━━ Source document

I have heard some great "first word" stories from the parents of my clients. The hope is always that their first word will be "mama" or "dada", but as many parents know that is not always the case. Whatever their first word may be how do you know if it a true word or "real word" and not just babbling?
What is a word?
Often parents say their child's first word was "mama" or "dada" and that they started using it at around 6 months. However is that use of "mama" and "dada" a true word? at 6 months of age? probably not. Maybe at 9 or 10 moths of age. For a word to be a True First Word it needs to fit the following criteria.
1. The word must sound similar to the adult version of the word. At this age, of coarse we don't expect perfection as we only expect use of age appropriate sounds, but approximations count. If a child says "ba" for "ball" "po" for "apple" "do
" for "dog" these are all acceptable approximations of the target word. Children are not born with the ability to produce all their speech sounds, they are acquired over time, so the words can have errors yet still sound like the adult version of the word.
2. To be a real word the word must also be used consistently in the presence of the object/person with both intent and meaning. For example, a six month old saying mamama while she is playing with her toys while mommy is at work is likely not a true word. A 10-12 month old who says “mamama” when mommy walks in the door and says it while looking at mommy (showing meaning and intent) and does it consistently (many different times) is most likely a real word.
So at what age do children typically say their first word?
Kids usually say their first words as early as 9 months and should definitely have their first word by 12 months. These words are usually nouns (person, place or thing) but don't have to be. They can also be action words, modifiers (colors, descriptions), or social words like hi, no, or bye bye.
Monitor your child's milestones and consult your pediatrician if you have any concerns!

━━━━
━━ Entries supplied

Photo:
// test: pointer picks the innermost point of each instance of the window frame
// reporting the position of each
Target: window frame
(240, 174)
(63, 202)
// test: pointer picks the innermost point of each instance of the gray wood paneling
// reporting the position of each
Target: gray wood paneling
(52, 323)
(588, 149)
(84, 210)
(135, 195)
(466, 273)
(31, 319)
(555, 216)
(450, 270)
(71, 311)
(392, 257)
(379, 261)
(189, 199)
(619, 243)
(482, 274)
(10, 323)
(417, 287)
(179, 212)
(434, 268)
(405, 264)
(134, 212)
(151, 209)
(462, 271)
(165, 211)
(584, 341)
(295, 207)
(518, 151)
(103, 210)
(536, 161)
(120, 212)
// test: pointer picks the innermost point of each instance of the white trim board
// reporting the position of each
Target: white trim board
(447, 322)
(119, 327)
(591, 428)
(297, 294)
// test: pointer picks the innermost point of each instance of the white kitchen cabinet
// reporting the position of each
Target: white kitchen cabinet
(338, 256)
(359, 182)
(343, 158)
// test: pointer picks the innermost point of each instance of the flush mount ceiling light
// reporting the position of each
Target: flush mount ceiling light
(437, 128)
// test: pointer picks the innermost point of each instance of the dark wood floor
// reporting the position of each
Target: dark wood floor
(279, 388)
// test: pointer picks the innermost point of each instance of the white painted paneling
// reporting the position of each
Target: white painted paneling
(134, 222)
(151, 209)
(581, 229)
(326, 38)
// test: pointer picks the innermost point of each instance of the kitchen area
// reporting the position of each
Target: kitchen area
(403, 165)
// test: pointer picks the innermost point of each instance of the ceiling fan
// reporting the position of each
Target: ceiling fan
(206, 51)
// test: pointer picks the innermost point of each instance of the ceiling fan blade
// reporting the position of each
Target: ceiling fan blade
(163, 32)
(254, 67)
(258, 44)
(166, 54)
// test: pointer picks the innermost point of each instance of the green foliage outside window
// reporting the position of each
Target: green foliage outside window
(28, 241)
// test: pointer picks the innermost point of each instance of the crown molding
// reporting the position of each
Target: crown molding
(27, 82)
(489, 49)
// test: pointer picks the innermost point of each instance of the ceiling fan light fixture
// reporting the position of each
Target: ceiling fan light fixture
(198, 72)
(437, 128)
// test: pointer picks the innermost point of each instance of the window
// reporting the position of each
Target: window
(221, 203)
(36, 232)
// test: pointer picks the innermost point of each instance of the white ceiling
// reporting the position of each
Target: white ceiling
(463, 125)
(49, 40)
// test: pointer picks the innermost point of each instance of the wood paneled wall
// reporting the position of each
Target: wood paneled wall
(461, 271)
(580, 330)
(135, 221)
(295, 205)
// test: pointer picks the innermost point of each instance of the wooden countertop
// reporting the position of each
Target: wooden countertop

━━━━

[Work item A]
Decide whether each statement agrees with the article on first words: (i) a child should definitely have a first word by 12 months; (ii) a word counts as a true word only if the child pronounces it perfectly; (iii) first words must always be nouns. Answer yes or no for each, quoting the deciding words.
[Work item B]
Copy the stretch of the article on first words from "I have heard" through "not just babbling?" word for word.

[Your response A]
(i) Yes: "should definitely have their first word by 12 months"
(ii) No: "but approximations count"
(iii) No: "These words are usually nouns (person, place or thing) but don't have to be."

[Your response B]
I have heard some great "first word" stories from the parents of my clients. The hope is always that their first word will be "mama" or "dada", but as many parents know that is not always the case. Whatever their first word may be how do you know if it a true word or "real word" and not just babbling?